_Tarefa proposta A:_
Diga se cada afirmação a seguir concorda com a reportagem sobre evasão escolar, respondendo sim ou não e citando literalmente as palavras decisivas da reportagem. (i) Os dados do IBGE indicam que cerca de 9 milhões de jovens entre 15 e 29 anos não concluíram o ensino médio. (ii) O abandono escolar é definido como a interrupção definitiva da vida estudantil. (iii) A falta de interesse do aluno está entre os motivos destacados para a evasão.

_Trecho selecionado:_
========================
Evasão escolar recua, mas ainda afeta milhões de jovens pelo Brasil
Mesmo com a queda nos índices, cerca de 9 milhões de brasileiros entre 15 e 29 anos não concluíram o ensino médio; causas vão da necessidade de trabalhar à gravidez precoce.
Em uma sala onde cabem trinta estudantes, há um espaço vazio. Esse espaço já foi preenchido por um grupo de adolescentes, que se viram obrigados a se retirar de lá, ou decidiram por vontade própria, tendo sua trajetória interrompida e revelando uma realidade preocupante, que tem se perpetuado como um desafio ainda nos dias de hoje. Esse cenário marca um um Brasil que tenta se recuperar da ferida aberta que é a evasão escolar, através dos diversos programas de incentivo à permanência, o número de estudantes que evadem ainda é alto.
Os dados coletados pelo IBGE até 2023 demonstram que apesar da queda nos últimos anos, 19% dos jovens entre 15 e 29 anos não continuaram os estudos para concluir o ensino médio em 2023 ou não chegaram sequer a frequentar, o que em números brutos significa cerca de 9 milhões de jovens.
O índice de evasão escolar tem descido cada vez mais, de modo que o salto temporal torna-se evidente, na medida em que entre 2017 e 2023 observou-se uma diminuição de 5,7% no índice de jovens entre 15 e 29 anos que não concluíram o ensino médio, de acordo com a Pesquisa Nacional por Amostra de Domicílios Contínua, do Instituto Brasileiro de Geografia e Estatística (IBGE), caracterizando a evasão escolar. Ela se diferencia do abandono escolar pois enquanto este configura apenas um hiato entre a saída da escola e a volta (geralmente no ano subsequente), aquela tem diz respeito à interrupção da vida estudantil de forma definitiva.
Segundo a pesquisa “Consequências da violação do direito à educação”, de Ricardo Paes de Barros e Laura Machado, com apoio da Oppen Social, de acordo com estimativas, a não conclusão da educação básica gera uma perda privada de R$ 290 mil durante a vida de um jovem, enquanto para a sociedade uma perda de adicional de R$ 104 mil. Portanto, a perda total para a sociedade é de aproximadamente R$ 395 mil. Esse déficit é apenas um dos motivos que tornam necessárias medidas que contornem a problemática, que se estende em diversos aspectos da vida social dos indivíduos afetados.
O que motiva a evasão escolar?
Os motivos alegados para a evasão são variados e igualmente preocupantes, todavia se destaca a necessidade de trabalhar, a falta de interesse do aluno e a gravidez, conforme se vê no gráfico a seguir.
========================
_Dados do exercício:_
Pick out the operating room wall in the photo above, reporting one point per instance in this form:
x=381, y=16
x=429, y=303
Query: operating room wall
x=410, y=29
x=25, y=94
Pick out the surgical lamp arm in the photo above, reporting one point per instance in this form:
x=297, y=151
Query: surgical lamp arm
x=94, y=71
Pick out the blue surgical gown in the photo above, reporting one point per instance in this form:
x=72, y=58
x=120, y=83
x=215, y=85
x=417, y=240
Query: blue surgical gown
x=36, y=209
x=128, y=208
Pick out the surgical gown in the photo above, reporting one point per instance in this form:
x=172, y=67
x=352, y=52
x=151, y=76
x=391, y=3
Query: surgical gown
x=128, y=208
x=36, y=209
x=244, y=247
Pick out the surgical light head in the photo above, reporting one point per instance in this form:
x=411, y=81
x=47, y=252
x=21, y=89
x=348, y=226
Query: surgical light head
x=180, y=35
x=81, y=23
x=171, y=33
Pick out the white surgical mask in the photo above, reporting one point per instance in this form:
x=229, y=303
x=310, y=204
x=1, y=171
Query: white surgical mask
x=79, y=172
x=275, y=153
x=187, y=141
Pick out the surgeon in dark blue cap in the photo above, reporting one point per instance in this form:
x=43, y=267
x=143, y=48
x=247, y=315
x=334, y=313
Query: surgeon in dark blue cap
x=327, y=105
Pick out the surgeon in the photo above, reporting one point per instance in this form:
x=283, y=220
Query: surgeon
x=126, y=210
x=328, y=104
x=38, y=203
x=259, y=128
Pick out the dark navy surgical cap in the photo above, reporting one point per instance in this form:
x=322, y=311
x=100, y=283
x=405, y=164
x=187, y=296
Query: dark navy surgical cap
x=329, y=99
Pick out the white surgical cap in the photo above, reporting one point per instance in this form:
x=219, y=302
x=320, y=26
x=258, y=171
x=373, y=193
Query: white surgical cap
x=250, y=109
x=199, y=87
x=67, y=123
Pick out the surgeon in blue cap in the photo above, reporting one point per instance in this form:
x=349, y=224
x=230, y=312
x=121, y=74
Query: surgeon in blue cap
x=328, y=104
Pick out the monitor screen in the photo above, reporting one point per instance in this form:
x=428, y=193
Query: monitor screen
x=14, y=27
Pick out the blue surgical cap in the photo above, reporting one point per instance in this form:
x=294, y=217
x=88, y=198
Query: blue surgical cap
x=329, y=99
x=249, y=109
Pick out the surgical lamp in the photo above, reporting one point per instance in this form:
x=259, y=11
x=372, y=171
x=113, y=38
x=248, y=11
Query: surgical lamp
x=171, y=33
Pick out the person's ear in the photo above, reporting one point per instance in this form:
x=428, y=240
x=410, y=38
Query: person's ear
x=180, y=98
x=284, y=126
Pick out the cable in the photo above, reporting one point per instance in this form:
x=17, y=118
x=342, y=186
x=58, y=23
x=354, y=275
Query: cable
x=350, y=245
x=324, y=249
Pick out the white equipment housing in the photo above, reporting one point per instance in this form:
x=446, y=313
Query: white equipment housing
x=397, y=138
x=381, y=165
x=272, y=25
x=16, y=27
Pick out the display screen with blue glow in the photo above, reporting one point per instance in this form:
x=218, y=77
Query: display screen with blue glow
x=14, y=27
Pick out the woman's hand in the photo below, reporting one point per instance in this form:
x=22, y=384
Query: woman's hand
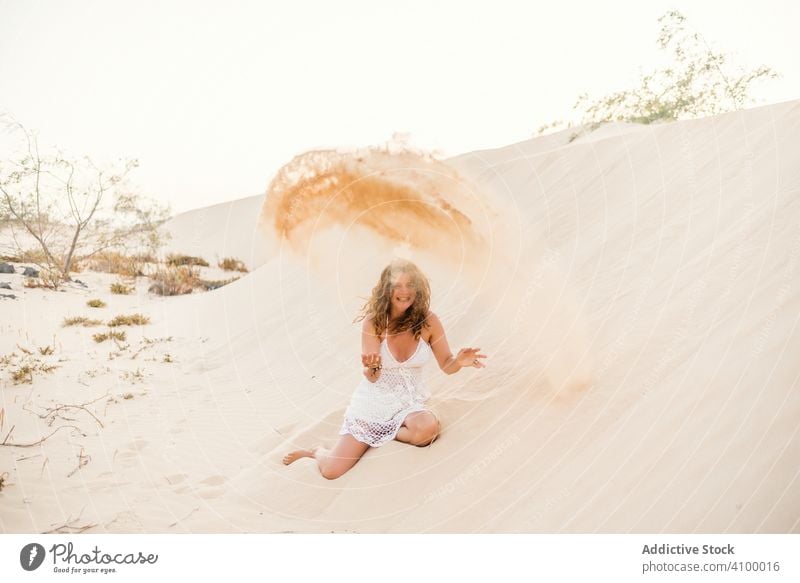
x=371, y=360
x=469, y=357
x=372, y=365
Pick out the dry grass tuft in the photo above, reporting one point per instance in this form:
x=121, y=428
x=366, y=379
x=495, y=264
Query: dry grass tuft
x=232, y=264
x=129, y=320
x=80, y=321
x=176, y=260
x=111, y=334
x=174, y=280
x=120, y=288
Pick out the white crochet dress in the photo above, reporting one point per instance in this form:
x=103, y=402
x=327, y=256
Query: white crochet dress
x=377, y=410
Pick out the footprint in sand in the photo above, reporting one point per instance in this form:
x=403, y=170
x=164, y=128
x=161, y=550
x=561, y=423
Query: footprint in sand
x=175, y=479
x=132, y=449
x=212, y=487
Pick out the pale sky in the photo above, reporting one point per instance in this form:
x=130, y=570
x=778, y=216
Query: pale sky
x=214, y=97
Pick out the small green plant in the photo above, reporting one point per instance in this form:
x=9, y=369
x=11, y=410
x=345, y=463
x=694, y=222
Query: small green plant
x=80, y=321
x=111, y=334
x=232, y=264
x=211, y=284
x=176, y=260
x=697, y=82
x=121, y=289
x=129, y=320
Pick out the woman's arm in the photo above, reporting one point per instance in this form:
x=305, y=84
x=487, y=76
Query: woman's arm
x=441, y=350
x=370, y=351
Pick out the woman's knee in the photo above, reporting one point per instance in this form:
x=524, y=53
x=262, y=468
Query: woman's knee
x=427, y=429
x=332, y=471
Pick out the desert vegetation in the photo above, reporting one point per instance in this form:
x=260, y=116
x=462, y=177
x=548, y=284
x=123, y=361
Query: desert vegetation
x=698, y=81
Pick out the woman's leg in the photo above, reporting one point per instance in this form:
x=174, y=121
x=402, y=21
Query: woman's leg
x=335, y=462
x=419, y=428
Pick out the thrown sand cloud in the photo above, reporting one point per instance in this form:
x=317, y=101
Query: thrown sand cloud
x=348, y=213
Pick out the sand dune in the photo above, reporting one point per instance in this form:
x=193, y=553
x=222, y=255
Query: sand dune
x=636, y=291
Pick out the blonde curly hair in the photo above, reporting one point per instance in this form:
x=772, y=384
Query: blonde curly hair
x=378, y=306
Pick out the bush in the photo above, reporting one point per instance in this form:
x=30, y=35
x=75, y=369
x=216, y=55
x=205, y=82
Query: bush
x=211, y=284
x=131, y=320
x=232, y=264
x=176, y=260
x=80, y=321
x=112, y=334
x=174, y=280
x=121, y=289
x=696, y=83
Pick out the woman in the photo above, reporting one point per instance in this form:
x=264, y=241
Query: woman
x=389, y=402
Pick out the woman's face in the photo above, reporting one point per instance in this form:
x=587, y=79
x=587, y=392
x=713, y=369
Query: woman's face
x=403, y=292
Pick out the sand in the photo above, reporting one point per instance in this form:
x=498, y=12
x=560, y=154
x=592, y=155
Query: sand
x=636, y=290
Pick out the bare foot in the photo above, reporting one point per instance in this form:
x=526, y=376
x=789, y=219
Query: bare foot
x=293, y=456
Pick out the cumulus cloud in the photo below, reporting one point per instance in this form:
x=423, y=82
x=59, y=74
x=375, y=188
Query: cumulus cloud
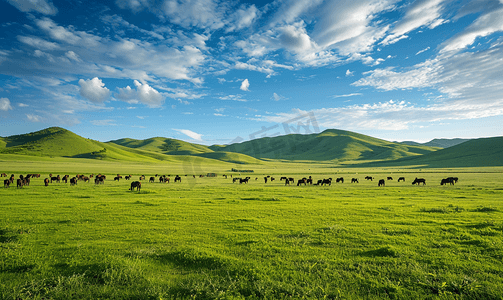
x=420, y=13
x=194, y=13
x=277, y=97
x=485, y=25
x=143, y=93
x=5, y=104
x=107, y=122
x=245, y=85
x=94, y=90
x=40, y=6
x=191, y=134
x=243, y=17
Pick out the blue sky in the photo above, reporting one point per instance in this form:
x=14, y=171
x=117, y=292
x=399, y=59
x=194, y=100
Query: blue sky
x=215, y=72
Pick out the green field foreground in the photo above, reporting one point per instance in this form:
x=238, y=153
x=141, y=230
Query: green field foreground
x=207, y=238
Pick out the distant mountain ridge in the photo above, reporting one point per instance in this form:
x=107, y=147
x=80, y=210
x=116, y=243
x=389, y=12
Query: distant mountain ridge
x=330, y=146
x=440, y=143
x=482, y=152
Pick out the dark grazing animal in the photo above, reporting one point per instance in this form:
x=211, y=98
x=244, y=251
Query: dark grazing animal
x=447, y=180
x=418, y=181
x=454, y=179
x=327, y=181
x=135, y=184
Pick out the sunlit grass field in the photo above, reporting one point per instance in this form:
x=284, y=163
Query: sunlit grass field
x=209, y=238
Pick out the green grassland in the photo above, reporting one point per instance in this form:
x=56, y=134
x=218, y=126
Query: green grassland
x=207, y=238
x=210, y=238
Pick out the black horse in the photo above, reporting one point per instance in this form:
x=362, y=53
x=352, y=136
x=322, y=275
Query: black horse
x=135, y=184
x=418, y=181
x=447, y=180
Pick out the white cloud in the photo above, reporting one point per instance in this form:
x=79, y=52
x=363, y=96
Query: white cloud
x=277, y=97
x=191, y=134
x=40, y=6
x=38, y=43
x=233, y=98
x=347, y=25
x=194, y=13
x=107, y=122
x=94, y=90
x=347, y=95
x=420, y=13
x=245, y=85
x=144, y=93
x=471, y=81
x=33, y=118
x=485, y=25
x=424, y=50
x=243, y=17
x=5, y=104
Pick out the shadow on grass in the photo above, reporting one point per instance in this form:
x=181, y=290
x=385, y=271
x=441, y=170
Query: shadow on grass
x=381, y=252
x=190, y=260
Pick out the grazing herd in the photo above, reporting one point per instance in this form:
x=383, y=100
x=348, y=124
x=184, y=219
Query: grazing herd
x=100, y=179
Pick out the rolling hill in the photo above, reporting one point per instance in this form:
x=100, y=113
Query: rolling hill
x=440, y=143
x=163, y=145
x=330, y=145
x=483, y=152
x=59, y=142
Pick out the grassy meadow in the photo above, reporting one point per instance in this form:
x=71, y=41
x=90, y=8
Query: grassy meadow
x=209, y=238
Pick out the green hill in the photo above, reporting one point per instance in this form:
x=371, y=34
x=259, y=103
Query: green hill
x=483, y=152
x=163, y=145
x=330, y=145
x=59, y=142
x=54, y=141
x=440, y=143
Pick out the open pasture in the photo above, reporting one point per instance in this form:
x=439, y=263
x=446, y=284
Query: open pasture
x=209, y=238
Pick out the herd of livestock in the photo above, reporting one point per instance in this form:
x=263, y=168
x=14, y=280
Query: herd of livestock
x=24, y=180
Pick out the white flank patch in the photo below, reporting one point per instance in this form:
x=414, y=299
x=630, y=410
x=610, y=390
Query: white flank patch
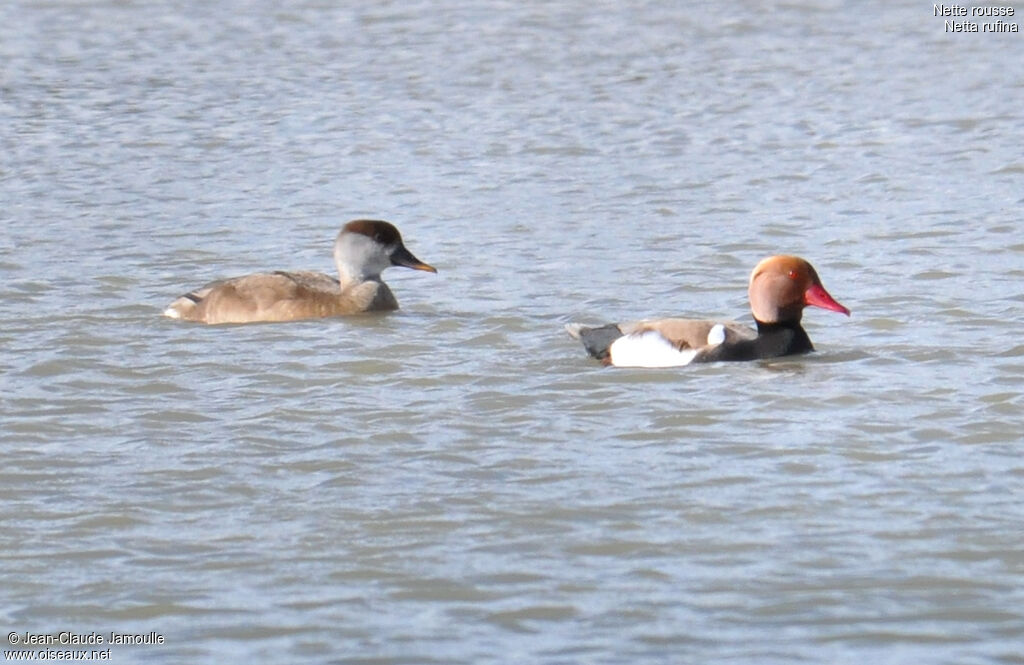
x=648, y=349
x=716, y=335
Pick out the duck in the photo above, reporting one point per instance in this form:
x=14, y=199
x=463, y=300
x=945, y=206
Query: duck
x=780, y=287
x=363, y=250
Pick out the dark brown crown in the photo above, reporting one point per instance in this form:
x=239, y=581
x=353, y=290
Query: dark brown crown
x=377, y=230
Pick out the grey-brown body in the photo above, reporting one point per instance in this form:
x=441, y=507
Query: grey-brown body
x=363, y=250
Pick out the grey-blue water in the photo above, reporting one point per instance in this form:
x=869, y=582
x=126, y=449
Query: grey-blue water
x=457, y=483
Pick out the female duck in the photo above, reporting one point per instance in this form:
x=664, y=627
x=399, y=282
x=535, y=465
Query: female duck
x=363, y=250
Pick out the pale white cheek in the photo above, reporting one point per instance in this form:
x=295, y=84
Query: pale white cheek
x=716, y=335
x=648, y=349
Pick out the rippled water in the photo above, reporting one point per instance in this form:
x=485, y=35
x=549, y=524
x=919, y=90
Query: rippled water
x=457, y=483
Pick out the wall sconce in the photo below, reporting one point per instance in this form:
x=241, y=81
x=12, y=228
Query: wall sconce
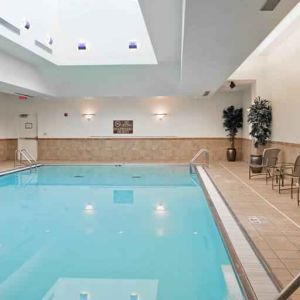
x=88, y=117
x=160, y=117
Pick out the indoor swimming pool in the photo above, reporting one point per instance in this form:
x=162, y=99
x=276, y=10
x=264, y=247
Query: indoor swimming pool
x=117, y=232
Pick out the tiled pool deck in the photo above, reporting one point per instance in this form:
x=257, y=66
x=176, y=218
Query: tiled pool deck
x=272, y=221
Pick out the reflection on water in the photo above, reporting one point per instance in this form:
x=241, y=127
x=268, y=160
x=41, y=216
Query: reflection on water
x=94, y=289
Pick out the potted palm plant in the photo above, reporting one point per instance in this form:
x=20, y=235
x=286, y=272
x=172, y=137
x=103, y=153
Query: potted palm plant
x=260, y=119
x=233, y=121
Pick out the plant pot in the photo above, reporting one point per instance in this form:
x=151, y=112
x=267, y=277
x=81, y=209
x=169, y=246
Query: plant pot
x=256, y=160
x=231, y=154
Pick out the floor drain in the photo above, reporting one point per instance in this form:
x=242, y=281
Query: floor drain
x=254, y=220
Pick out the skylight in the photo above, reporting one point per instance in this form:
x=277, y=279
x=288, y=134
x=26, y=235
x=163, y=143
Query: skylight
x=110, y=28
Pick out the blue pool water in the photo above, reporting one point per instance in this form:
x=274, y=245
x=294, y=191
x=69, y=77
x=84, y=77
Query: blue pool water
x=110, y=232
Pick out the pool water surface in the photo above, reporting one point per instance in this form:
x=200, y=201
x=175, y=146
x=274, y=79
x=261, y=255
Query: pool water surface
x=110, y=232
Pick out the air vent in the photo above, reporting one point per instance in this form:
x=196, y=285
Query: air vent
x=270, y=5
x=9, y=26
x=43, y=46
x=27, y=96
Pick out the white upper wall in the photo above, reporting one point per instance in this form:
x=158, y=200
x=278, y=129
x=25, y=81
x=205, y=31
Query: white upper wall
x=187, y=117
x=276, y=69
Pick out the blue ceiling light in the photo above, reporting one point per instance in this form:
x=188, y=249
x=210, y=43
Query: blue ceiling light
x=50, y=40
x=27, y=24
x=81, y=46
x=133, y=45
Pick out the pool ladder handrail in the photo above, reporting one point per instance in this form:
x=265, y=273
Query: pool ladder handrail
x=289, y=289
x=19, y=154
x=204, y=152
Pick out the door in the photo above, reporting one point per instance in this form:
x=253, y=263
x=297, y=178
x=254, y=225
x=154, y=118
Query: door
x=28, y=134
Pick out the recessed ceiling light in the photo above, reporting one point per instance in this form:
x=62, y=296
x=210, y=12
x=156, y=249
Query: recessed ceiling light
x=133, y=45
x=232, y=85
x=26, y=24
x=50, y=40
x=82, y=46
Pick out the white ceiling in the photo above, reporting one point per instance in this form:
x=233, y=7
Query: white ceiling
x=198, y=45
x=107, y=26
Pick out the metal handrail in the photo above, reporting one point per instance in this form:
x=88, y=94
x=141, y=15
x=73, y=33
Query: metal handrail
x=25, y=152
x=290, y=288
x=19, y=154
x=196, y=156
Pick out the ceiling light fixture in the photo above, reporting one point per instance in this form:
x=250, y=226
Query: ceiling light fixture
x=232, y=85
x=134, y=296
x=88, y=117
x=82, y=46
x=160, y=117
x=133, y=45
x=27, y=24
x=50, y=40
x=160, y=208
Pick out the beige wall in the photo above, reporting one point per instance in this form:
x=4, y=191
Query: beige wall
x=192, y=123
x=167, y=150
x=7, y=149
x=187, y=116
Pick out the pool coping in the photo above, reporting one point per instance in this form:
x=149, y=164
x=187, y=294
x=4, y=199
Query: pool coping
x=20, y=169
x=256, y=281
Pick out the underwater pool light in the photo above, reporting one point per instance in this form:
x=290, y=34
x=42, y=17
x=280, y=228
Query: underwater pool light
x=160, y=208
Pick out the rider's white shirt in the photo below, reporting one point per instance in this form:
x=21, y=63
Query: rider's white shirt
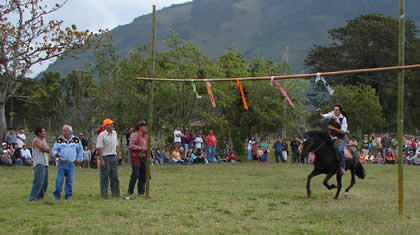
x=343, y=123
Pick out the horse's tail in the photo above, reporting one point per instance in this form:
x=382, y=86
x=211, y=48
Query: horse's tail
x=359, y=170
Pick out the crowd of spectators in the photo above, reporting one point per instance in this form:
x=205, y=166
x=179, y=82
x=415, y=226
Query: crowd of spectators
x=381, y=149
x=195, y=148
x=191, y=148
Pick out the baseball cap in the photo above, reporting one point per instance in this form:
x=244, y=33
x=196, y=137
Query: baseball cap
x=107, y=122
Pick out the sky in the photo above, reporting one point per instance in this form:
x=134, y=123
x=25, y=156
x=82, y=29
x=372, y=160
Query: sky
x=102, y=14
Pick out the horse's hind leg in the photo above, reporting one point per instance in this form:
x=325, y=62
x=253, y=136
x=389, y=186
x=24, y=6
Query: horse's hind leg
x=325, y=182
x=308, y=182
x=338, y=186
x=353, y=181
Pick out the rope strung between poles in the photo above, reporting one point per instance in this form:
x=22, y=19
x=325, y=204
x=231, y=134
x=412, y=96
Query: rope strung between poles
x=283, y=77
x=283, y=92
x=211, y=96
x=322, y=79
x=195, y=90
x=241, y=89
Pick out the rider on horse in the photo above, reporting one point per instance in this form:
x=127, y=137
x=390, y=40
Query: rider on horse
x=337, y=129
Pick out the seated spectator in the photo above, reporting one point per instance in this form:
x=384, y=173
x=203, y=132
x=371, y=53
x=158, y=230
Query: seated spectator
x=165, y=154
x=390, y=158
x=3, y=147
x=87, y=156
x=416, y=160
x=26, y=156
x=410, y=158
x=379, y=160
x=187, y=159
x=176, y=156
x=198, y=157
x=5, y=159
x=232, y=158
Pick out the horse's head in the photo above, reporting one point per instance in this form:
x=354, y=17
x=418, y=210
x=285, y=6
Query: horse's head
x=313, y=141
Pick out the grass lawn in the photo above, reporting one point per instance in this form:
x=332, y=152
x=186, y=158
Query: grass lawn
x=220, y=198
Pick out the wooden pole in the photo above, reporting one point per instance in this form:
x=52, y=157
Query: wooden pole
x=400, y=113
x=150, y=111
x=283, y=77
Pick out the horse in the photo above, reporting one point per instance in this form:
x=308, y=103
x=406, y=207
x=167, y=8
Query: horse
x=326, y=161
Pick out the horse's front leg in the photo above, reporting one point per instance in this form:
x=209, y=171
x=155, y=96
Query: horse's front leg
x=308, y=182
x=325, y=182
x=338, y=186
x=353, y=181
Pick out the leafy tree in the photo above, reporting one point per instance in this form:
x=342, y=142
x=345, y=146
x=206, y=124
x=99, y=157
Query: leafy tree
x=26, y=39
x=370, y=41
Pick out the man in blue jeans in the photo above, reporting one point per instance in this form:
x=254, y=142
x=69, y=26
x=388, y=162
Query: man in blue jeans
x=69, y=151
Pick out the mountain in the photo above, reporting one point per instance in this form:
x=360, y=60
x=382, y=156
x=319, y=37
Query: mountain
x=263, y=28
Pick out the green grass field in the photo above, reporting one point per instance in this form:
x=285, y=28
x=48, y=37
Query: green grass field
x=251, y=198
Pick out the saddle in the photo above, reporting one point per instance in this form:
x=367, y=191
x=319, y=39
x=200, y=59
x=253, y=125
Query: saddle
x=348, y=153
x=337, y=125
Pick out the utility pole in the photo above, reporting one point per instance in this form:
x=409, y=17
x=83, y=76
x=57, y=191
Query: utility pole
x=150, y=112
x=400, y=113
x=284, y=132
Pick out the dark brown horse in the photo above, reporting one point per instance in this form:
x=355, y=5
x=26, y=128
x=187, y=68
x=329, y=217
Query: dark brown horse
x=326, y=161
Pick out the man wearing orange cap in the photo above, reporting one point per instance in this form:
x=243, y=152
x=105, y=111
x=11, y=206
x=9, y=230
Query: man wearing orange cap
x=107, y=144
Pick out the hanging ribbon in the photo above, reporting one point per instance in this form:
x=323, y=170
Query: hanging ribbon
x=283, y=92
x=322, y=79
x=195, y=90
x=241, y=89
x=211, y=96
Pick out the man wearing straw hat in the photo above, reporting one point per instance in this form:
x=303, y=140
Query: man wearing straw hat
x=107, y=144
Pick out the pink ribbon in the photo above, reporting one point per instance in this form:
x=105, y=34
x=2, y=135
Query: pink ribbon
x=283, y=92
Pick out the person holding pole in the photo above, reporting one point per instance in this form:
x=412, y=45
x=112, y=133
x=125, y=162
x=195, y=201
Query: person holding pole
x=107, y=144
x=138, y=150
x=338, y=129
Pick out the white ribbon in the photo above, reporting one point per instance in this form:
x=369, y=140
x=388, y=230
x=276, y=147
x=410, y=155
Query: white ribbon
x=322, y=79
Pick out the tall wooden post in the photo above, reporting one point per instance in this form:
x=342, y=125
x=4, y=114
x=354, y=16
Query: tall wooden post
x=150, y=112
x=400, y=117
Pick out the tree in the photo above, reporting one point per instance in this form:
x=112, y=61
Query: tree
x=370, y=41
x=26, y=39
x=362, y=106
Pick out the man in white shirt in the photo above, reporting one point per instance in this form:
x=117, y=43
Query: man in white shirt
x=20, y=137
x=198, y=141
x=26, y=154
x=177, y=136
x=107, y=144
x=340, y=133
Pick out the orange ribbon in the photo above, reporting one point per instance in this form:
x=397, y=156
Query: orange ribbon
x=241, y=89
x=211, y=96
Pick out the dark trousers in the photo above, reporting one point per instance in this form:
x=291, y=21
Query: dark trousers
x=109, y=176
x=138, y=173
x=40, y=184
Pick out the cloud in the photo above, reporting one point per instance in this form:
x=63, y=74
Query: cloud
x=102, y=14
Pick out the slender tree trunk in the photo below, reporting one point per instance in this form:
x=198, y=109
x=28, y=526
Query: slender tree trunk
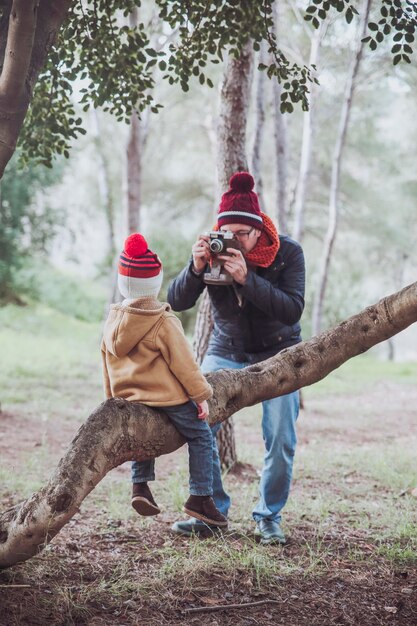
========================
_Tarefa proposta B:_
Por favor, transforme em lista numerada as linhas dos registros situadas entre a que contém "Pick out the white surgical mask" e a que contém "x=67, y=123", inclusive, deixando de fora as linhas em branco.

_Solução completa A:_
(i) Sim: "o que em números brutos significa cerca de 9 milhões de jovens".
(ii) Não: "enquanto este configura apenas um hiato entre a saída da escola e a volta (geralmente no ano subsequente)".
(iii) Sim: "todavia se destaca a necessidade de trabalhar, a falta de interesse do aluno e a gravidez".

_Solução completa B:_
1. Pick out the white surgical mask in the photo above, reporting one point per instance in this form:
2. x=229, y=303
3. x=310, y=204
4. x=1, y=171
5. Query: white surgical mask
6. x=79, y=172
7. x=275, y=153
8. x=187, y=141
9. Pick out the surgeon in dark blue cap in the photo above, reporting one point per instance in this form:
10. x=43, y=267
11. x=143, y=48
12. x=247, y=315
13. x=334, y=313
14. Query: surgeon in dark blue cap
15. x=327, y=105
16. Pick out the surgeon in the photo above, reporting one point per instance in this form:
17. x=283, y=220
18. Query: surgeon
19. x=126, y=210
20. x=328, y=104
21. x=38, y=203
22. x=259, y=128
23. Pick out the dark navy surgical cap in the photo above, reporting one point per instance in this form:
24. x=322, y=311
25. x=100, y=283
26. x=405, y=164
27. x=187, y=296
28. Query: dark navy surgical cap
29. x=329, y=99
30. Pick out the white surgical cap in the photo above, reporting one point per instance in this form:
31. x=219, y=302
32. x=320, y=26
33. x=258, y=171
34. x=373, y=193
35. Query: white surgical cap
36. x=250, y=109
37. x=199, y=87
38. x=67, y=123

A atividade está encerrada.